*Exercise prompt*
The records come next. Copy all of them exactly.

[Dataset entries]

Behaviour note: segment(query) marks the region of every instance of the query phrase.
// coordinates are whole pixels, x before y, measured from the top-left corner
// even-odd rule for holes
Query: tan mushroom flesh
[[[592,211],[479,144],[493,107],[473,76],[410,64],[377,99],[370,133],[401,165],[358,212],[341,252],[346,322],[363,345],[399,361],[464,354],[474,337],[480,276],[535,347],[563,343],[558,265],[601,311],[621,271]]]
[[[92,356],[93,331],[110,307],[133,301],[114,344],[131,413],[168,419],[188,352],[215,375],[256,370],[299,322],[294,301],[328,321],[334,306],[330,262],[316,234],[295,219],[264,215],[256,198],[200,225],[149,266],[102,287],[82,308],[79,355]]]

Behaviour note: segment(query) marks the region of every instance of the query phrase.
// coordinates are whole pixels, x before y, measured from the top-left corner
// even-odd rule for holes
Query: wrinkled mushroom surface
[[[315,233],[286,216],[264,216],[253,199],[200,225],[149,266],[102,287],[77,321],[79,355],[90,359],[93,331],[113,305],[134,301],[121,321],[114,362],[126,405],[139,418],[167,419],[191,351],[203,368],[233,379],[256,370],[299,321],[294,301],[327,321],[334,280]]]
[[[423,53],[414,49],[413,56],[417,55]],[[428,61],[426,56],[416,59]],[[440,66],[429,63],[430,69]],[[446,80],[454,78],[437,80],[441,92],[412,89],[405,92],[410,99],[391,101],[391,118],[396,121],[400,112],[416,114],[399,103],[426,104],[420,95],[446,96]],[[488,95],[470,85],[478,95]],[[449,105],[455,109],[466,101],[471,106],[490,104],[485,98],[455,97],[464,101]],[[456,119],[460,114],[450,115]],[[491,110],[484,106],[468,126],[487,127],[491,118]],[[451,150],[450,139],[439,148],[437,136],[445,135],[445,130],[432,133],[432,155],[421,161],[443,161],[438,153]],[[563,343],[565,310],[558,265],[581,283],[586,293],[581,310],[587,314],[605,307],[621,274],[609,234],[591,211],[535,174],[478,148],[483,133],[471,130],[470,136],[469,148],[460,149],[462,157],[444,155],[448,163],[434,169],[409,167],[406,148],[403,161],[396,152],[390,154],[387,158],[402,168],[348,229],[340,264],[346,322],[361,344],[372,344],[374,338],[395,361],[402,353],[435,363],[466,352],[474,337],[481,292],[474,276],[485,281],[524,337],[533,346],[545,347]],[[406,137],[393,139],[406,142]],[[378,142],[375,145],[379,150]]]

*Result*
Behaviour note: segment(query) marks the region of every instance of the query phrase.
// coordinates are whole pixels, x before y, measured from the top-left corner
// even-odd rule for holes
Query: tan mushroom flesh
[[[592,211],[479,144],[493,107],[473,76],[410,64],[377,99],[370,133],[401,165],[358,212],[341,252],[346,322],[363,345],[399,361],[464,354],[474,337],[480,276],[535,347],[563,343],[558,265],[601,311],[621,271]]]
[[[92,356],[93,331],[110,307],[133,301],[114,344],[131,413],[168,419],[188,352],[215,375],[256,370],[299,322],[294,301],[328,321],[334,306],[330,262],[316,234],[295,219],[264,215],[256,198],[200,225],[149,266],[102,287],[82,308],[79,355]]]

Behaviour note: segment(query) marks the region of every instance of the query phrase.
// coordinates are whole pixels, x before y, measured from the top-left corner
// even-odd rule for holes
Query: wrinkled mushroom surface
[[[315,233],[286,216],[264,216],[253,199],[200,225],[149,266],[102,287],[77,321],[79,355],[90,359],[93,331],[113,305],[134,301],[121,321],[114,362],[126,405],[139,418],[167,419],[191,351],[203,368],[233,379],[256,370],[299,321],[294,301],[327,321],[334,280]]]
[[[423,53],[414,49],[413,56],[417,55]],[[428,61],[426,56],[416,59]],[[440,66],[429,63],[430,69]],[[446,80],[454,78],[437,80],[441,92],[412,89],[405,92],[410,99],[391,101],[391,118],[396,121],[400,112],[416,114],[399,103],[426,104],[420,95],[446,96]],[[488,95],[470,85],[478,95]],[[449,105],[455,109],[466,101],[471,106],[490,104],[485,98],[455,97],[464,101]],[[456,119],[460,114],[450,115]],[[491,110],[484,106],[468,126],[487,127],[491,118]],[[451,150],[450,139],[439,148],[437,136],[445,135],[445,130],[432,133],[432,155],[421,161],[443,161],[438,153]],[[563,343],[565,310],[558,265],[581,283],[586,293],[581,310],[587,314],[605,307],[621,274],[609,234],[591,211],[535,174],[478,148],[483,133],[471,130],[470,136],[469,148],[460,149],[462,157],[444,155],[448,163],[434,169],[409,167],[406,148],[403,161],[396,152],[390,154],[387,158],[402,168],[348,229],[340,264],[346,322],[361,344],[372,344],[374,338],[395,361],[402,353],[435,363],[466,352],[474,337],[481,292],[474,276],[485,281],[524,337],[533,346],[545,347]],[[406,137],[393,139],[406,142]],[[378,142],[375,145],[379,150]]]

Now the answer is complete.